Fragmento seleccionado:
Lamento decir a los distinguidos miembros del Harvard Club de Nueva York —que, repito, es una entidad separada de Harvard University— y a Gustavo, que ese retrato no es solo de don Pedro Albizu Campos. En ese retrato está toda la dignidad del pueblo puertorriqueño, sin importar la ideología que profese. Ese retrato significa resistencia, perseverancia, fe. Nos recuerda que somos una sola nación puertorriqueña dividida por un océano. Nos hace entender que mientras nos tengan peleando entre nosotros, ellos están más fuertes y nosotros más débiles.

Completa lo siguiente:
(1) Enumera todo lo que, según el fragmento sobre el retrato de Pedro Albizu Campos, significa ese retrato.
(2) Según el fragmento, ¿qué entidad es distinta de Harvard University?
(3) Escribe una continuación del fragmento sobre el retrato de Pedro Albizu Campos que siga a su última oración.
El material que aparece a continuación es independiente del fragmento.

Extracto de datos:
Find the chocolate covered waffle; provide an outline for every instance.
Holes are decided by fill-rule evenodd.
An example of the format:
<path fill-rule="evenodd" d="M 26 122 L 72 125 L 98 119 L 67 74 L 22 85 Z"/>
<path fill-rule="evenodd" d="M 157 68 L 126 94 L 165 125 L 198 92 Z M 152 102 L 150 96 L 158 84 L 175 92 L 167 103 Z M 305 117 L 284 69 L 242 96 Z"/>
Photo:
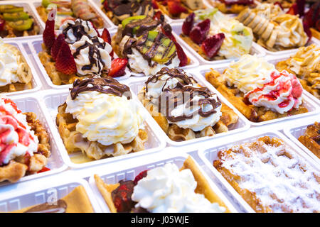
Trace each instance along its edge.
<path fill-rule="evenodd" d="M 295 74 L 307 92 L 320 99 L 320 48 L 316 44 L 302 47 L 288 59 L 280 61 L 276 68 Z"/>
<path fill-rule="evenodd" d="M 49 135 L 34 113 L 23 114 L 11 99 L 0 98 L 0 182 L 15 182 L 46 169 Z"/>
<path fill-rule="evenodd" d="M 95 179 L 112 213 L 230 212 L 191 157 L 180 170 L 169 163 L 143 171 L 134 180 L 108 184 L 97 175 Z"/>
<path fill-rule="evenodd" d="M 77 79 L 56 123 L 68 153 L 91 160 L 144 150 L 148 135 L 143 115 L 127 86 L 114 79 Z"/>
<path fill-rule="evenodd" d="M 297 78 L 261 57 L 243 55 L 223 74 L 213 70 L 206 73 L 206 79 L 253 122 L 308 112 Z"/>
<path fill-rule="evenodd" d="M 298 140 L 320 158 L 320 124 L 318 122 L 308 126 Z"/>
<path fill-rule="evenodd" d="M 0 40 L 0 92 L 32 89 L 32 72 L 16 46 Z"/>
<path fill-rule="evenodd" d="M 279 138 L 220 150 L 213 166 L 256 212 L 320 211 L 320 173 Z"/>
<path fill-rule="evenodd" d="M 182 70 L 162 68 L 149 77 L 139 100 L 174 141 L 227 132 L 238 115 Z"/>

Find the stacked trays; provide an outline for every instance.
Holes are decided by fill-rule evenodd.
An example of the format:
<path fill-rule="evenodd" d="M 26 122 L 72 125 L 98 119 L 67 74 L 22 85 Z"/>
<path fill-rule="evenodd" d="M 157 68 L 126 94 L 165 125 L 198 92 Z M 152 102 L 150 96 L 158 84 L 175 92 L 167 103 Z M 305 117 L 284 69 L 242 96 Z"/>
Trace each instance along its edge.
<path fill-rule="evenodd" d="M 208 1 L 205 0 L 204 4 L 206 7 L 210 8 L 212 6 L 208 3 Z M 117 32 L 117 26 L 101 10 L 100 1 L 88 0 L 95 11 L 103 19 L 105 28 L 113 36 Z M 178 43 L 181 45 L 191 60 L 190 64 L 183 69 L 192 74 L 200 84 L 216 93 L 221 101 L 239 116 L 238 123 L 229 128 L 228 132 L 213 137 L 198 138 L 182 142 L 174 141 L 164 132 L 138 99 L 138 92 L 145 86 L 147 77 L 141 74 L 132 73 L 127 68 L 124 76 L 119 77 L 119 80 L 129 86 L 134 100 L 143 109 L 146 116 L 146 129 L 149 139 L 145 150 L 82 164 L 73 162 L 72 155 L 68 154 L 55 124 L 58 106 L 65 101 L 71 84 L 53 84 L 38 57 L 38 53 L 42 50 L 42 33 L 45 28 L 45 23 L 36 9 L 41 3 L 41 0 L 23 3 L 21 1 L 1 1 L 0 5 L 14 4 L 23 6 L 40 27 L 41 34 L 38 35 L 4 39 L 4 43 L 14 45 L 20 50 L 33 74 L 32 89 L 7 93 L 6 95 L 23 112 L 36 114 L 48 132 L 51 156 L 47 167 L 50 170 L 23 177 L 16 183 L 0 183 L 0 212 L 10 212 L 45 203 L 53 194 L 58 199 L 62 198 L 80 185 L 85 189 L 94 211 L 110 212 L 97 188 L 93 177 L 95 174 L 99 175 L 106 182 L 114 184 L 121 179 L 133 179 L 143 170 L 163 166 L 169 162 L 180 167 L 188 155 L 191 156 L 213 190 L 231 211 L 254 212 L 250 206 L 213 167 L 213 162 L 217 158 L 219 150 L 228 149 L 234 145 L 255 142 L 257 138 L 265 135 L 282 139 L 284 144 L 294 153 L 314 169 L 319 171 L 319 159 L 298 140 L 309 125 L 320 121 L 319 100 L 304 90 L 302 97 L 309 112 L 260 123 L 249 121 L 205 78 L 206 72 L 210 72 L 210 69 L 223 72 L 232 60 L 205 60 L 179 37 L 183 20 L 173 20 L 167 16 L 165 19 L 171 24 Z M 312 38 L 310 43 L 320 45 L 320 41 L 315 38 Z M 297 49 L 270 52 L 254 43 L 250 54 L 263 57 L 270 63 L 275 65 L 287 59 L 297 50 Z"/>

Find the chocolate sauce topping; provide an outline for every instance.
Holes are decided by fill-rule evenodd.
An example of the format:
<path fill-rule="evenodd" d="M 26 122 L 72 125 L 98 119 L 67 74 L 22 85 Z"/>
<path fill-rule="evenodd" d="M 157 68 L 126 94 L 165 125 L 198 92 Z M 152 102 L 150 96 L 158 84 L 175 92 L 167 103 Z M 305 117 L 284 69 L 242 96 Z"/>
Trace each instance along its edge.
<path fill-rule="evenodd" d="M 193 114 L 190 115 L 183 114 L 178 116 L 171 116 L 170 113 L 178 106 L 178 104 L 185 104 L 186 108 L 199 106 L 200 109 L 198 112 L 200 116 L 204 118 L 215 114 L 215 109 L 221 105 L 221 101 L 218 97 L 217 96 L 216 99 L 213 97 L 214 94 L 207 87 L 193 87 L 193 84 L 197 82 L 193 77 L 188 77 L 180 69 L 162 68 L 156 75 L 149 77 L 146 80 L 146 93 L 148 92 L 149 83 L 156 83 L 164 74 L 167 74 L 170 77 L 165 80 L 164 88 L 166 87 L 167 81 L 171 78 L 176 78 L 179 81 L 174 88 L 163 88 L 158 100 L 159 111 L 164 114 L 170 121 L 177 122 L 191 119 L 193 117 Z M 201 98 L 195 101 L 193 97 L 196 96 L 203 96 L 203 98 Z M 205 104 L 210 105 L 212 109 L 208 111 L 203 111 L 203 105 Z"/>
<path fill-rule="evenodd" d="M 62 199 L 57 201 L 56 204 L 49 204 L 45 203 L 33 206 L 24 213 L 65 213 L 67 204 Z"/>
<path fill-rule="evenodd" d="M 129 87 L 120 84 L 111 77 L 104 78 L 92 77 L 82 80 L 76 79 L 70 89 L 71 99 L 75 99 L 77 96 L 87 91 L 96 91 L 101 93 L 112 94 L 115 96 L 125 95 L 128 99 L 131 99 Z"/>

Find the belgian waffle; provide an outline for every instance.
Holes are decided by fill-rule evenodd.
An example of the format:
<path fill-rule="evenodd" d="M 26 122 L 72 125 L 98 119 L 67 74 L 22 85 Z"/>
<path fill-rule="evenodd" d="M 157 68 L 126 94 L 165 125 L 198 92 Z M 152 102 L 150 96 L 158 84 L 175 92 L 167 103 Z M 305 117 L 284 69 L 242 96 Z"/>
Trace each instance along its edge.
<path fill-rule="evenodd" d="M 248 104 L 244 98 L 244 94 L 235 87 L 228 85 L 227 82 L 217 71 L 212 70 L 206 73 L 206 79 L 229 101 L 248 120 L 253 122 L 266 121 L 308 112 L 308 109 L 302 104 L 299 109 L 279 114 L 266 109 L 262 106 L 255 106 Z"/>
<path fill-rule="evenodd" d="M 113 152 L 110 148 L 96 141 L 89 141 L 75 131 L 78 120 L 71 114 L 66 113 L 67 104 L 65 103 L 58 108 L 56 124 L 61 138 L 68 153 L 81 151 L 92 160 L 100 160 L 107 156 L 118 156 L 129 153 L 144 150 L 144 143 L 148 140 L 146 131 L 139 129 L 138 135 L 129 143 L 117 143 L 113 145 Z"/>
<path fill-rule="evenodd" d="M 256 212 L 320 211 L 319 172 L 279 138 L 222 150 L 213 165 Z"/>
<path fill-rule="evenodd" d="M 50 155 L 49 135 L 34 113 L 24 113 L 28 125 L 39 140 L 37 153 L 30 158 L 18 157 L 6 165 L 0 167 L 0 182 L 15 182 L 25 175 L 36 173 L 47 165 Z"/>

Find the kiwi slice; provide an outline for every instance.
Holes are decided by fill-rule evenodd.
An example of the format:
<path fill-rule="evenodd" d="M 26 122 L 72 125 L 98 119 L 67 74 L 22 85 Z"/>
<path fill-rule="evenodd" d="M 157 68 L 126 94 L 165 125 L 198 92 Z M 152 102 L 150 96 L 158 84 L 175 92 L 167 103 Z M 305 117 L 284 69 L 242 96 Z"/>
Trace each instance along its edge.
<path fill-rule="evenodd" d="M 33 21 L 32 21 L 31 18 L 8 22 L 8 24 L 10 27 L 20 31 L 29 30 L 31 28 L 33 23 Z"/>
<path fill-rule="evenodd" d="M 0 6 L 0 13 L 17 13 L 17 12 L 23 12 L 23 7 L 15 6 L 13 5 L 1 5 Z"/>
<path fill-rule="evenodd" d="M 161 35 L 160 40 L 157 43 L 154 43 L 159 35 Z M 143 39 L 144 38 L 141 37 L 140 38 Z M 160 64 L 166 63 L 170 60 L 176 51 L 174 42 L 156 31 L 149 31 L 148 37 L 144 43 L 137 46 L 137 48 L 143 55 L 146 55 L 146 57 L 151 57 L 153 61 Z"/>
<path fill-rule="evenodd" d="M 29 14 L 28 14 L 26 12 L 17 12 L 17 13 L 4 13 L 4 19 L 5 21 L 16 21 L 20 20 L 26 20 L 29 18 Z"/>

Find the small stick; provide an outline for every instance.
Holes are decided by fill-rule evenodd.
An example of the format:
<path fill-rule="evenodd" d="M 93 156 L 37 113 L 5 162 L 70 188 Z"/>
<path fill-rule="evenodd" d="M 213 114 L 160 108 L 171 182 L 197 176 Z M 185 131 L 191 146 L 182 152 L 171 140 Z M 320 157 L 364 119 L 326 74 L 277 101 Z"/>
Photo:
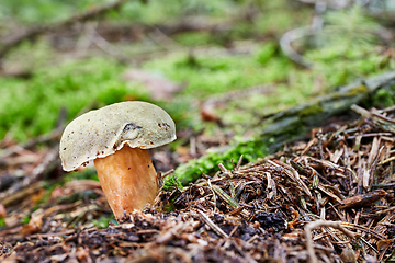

Tus respuestas:
(1) Resistencia, perseverancia y fe.

(2) El Harvard Club de Nueva York.

(3)
Una vez dije a un caballero: “Esto no es política, señor Presidente. Esto es salvar vidas.” Ese retrato no es solo sobre don Pedro; es sobre las esperanzas, las penas, las luchas y el camino hacia adelante de una nación entera que, aunque ha sido colonizada dos veces, ha resistido y perseverado. Haré una pequeña prueba antes de mis últimas palabras: “Yo soy boricua.” No importa dónde estemos, dilo y te reconocerán. Es importante que entendamos esto, “pa que tú lo sepas” —como decimos en la isla— es decir, “para que lo sepas,” pero también es algo que se dice con fuerza. Soy puertorriqueña, y lo digo en serio.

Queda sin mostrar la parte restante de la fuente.